▶ [Task objective]: Please repeat the records below exactly, from the first line through the line containing "positive clicks: (641, 14)", and nothing more.

:::::

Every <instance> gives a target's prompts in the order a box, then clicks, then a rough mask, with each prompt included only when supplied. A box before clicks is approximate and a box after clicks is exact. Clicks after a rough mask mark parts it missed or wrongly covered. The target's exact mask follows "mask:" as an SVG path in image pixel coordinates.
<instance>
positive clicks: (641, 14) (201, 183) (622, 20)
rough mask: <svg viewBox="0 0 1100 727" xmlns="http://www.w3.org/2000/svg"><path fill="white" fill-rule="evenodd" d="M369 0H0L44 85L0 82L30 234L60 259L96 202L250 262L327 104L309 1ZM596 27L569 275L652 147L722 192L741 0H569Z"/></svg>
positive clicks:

:::::

▶ [Written solution]:
Every <instance> gives a target's prompts in the order a box, then clicks, then a rough mask, with each prompt included only when supplied. A box before clicks is approximate and a box after clicks is exact. Clicks after a rough mask mark parts it missed or wrongly covered. The target's exact mask follows "mask:" as an SVG path in image pixel coordinates.
<instance>
positive clicks: (641, 14) (201, 183) (622, 20)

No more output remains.